Fundamentalismus-Merkmale



Verschiedene Theologen haben sich in letzter Zeit mit der Erforschung fundamentalistischer Tendenzen in kirchlichen Gruppen befasst. Das Thema ist mittlerweile Gegenstand zahlreicher theologischer Veröffentlichungen, die sich mit verschiedenen Aspekten und Formen religiösen und "katholischen" Fundamentalismus befassen. Vgl. dazu u.a. den jüngst erschienenen Artikel: Hans-Joachim Höhn, Ins Netz gegangen. Religiöser Fundamentalismus im Internet, StZ (7/2013) mit den dort angegebenen weiteren Literaturangaben.

**Ziel 1**.
Wie lautet laut dem Textauszug der Titel des Artikels von Hans-Joachim Höhn?
**Ziel 2**.
Gib die Passage des Textauszugs, die bei "Fundamentalismus-Merkmale" anfängt und bei "angegebenen weiteren Literaturangaben." aufhört, noch einmal wieder und ersetze dabei "Theologen" durch "Soziologen".
Die Einträge werden zum Lösen der Aufgaben nicht gebraucht.

**Datenauflistung**.
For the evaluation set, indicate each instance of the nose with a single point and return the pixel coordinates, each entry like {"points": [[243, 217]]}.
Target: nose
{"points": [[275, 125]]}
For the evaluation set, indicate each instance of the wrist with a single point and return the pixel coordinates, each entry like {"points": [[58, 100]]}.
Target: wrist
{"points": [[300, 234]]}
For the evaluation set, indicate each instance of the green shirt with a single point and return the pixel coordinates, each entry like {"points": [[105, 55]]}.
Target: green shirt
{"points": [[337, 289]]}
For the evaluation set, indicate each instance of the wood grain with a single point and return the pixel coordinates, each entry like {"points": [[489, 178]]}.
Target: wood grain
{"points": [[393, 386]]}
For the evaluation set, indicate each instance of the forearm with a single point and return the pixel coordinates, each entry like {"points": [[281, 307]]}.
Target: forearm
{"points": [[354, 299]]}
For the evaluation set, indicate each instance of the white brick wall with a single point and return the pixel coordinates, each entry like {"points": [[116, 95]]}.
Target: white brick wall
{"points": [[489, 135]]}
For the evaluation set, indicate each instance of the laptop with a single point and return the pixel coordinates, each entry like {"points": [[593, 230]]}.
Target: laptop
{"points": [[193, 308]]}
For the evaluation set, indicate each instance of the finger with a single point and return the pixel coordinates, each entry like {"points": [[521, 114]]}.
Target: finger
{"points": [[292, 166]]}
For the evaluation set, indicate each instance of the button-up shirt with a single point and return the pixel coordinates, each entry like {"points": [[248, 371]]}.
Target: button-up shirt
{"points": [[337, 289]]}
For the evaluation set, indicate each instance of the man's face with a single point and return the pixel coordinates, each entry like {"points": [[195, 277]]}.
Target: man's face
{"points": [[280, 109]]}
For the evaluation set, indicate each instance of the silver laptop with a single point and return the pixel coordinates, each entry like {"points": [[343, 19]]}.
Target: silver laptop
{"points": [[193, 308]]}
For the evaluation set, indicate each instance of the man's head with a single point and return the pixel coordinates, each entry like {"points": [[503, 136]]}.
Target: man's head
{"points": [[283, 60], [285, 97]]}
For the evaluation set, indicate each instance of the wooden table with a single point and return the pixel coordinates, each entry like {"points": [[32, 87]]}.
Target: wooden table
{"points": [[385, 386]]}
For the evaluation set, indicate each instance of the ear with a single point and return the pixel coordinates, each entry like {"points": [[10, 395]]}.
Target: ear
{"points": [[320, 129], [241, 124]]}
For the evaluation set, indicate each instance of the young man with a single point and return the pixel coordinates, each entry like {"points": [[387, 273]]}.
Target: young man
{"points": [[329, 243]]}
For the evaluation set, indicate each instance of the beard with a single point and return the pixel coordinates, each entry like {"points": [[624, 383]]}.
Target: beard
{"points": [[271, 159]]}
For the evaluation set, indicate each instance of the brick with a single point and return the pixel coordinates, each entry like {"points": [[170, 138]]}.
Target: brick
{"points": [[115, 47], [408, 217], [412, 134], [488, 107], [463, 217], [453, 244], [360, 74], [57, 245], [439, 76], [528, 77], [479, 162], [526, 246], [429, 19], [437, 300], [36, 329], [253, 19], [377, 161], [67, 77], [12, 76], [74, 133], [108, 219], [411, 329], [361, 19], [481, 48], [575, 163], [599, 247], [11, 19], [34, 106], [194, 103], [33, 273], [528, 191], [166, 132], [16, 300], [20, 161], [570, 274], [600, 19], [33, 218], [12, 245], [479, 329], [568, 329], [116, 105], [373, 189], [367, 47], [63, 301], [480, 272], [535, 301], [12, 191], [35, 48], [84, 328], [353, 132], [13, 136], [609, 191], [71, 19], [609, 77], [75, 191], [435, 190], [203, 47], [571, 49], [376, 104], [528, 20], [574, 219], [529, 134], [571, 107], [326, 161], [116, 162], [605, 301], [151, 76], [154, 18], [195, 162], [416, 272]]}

**Richtiges Ergebnis 1**.
Ins Netz gegangen. Religiöser Fundamentalismus im Internet

**Richtiges Ergebnis 2**.
Fundamentalismus-Merkmale



Verschiedene Soziologen haben sich in letzter Zeit mit der Erforschung fundamentalistischer Tendenzen in kirchlichen Gruppen befasst. Das Thema ist mittlerweile Gegenstand zahlreicher theologischer Veröffentlichungen, die sich mit verschiedenen Aspekten und Formen religiösen und "katholischen" Fundamentalismus befassen. Vgl. dazu u.a. den jüngst erschienenen Artikel: Hans-Joachim Höhn, Ins Netz gegangen. Religiöser Fundamentalismus im Internet, StZ (7/2013) mit den dort angegebenen weiteren Literaturangaben.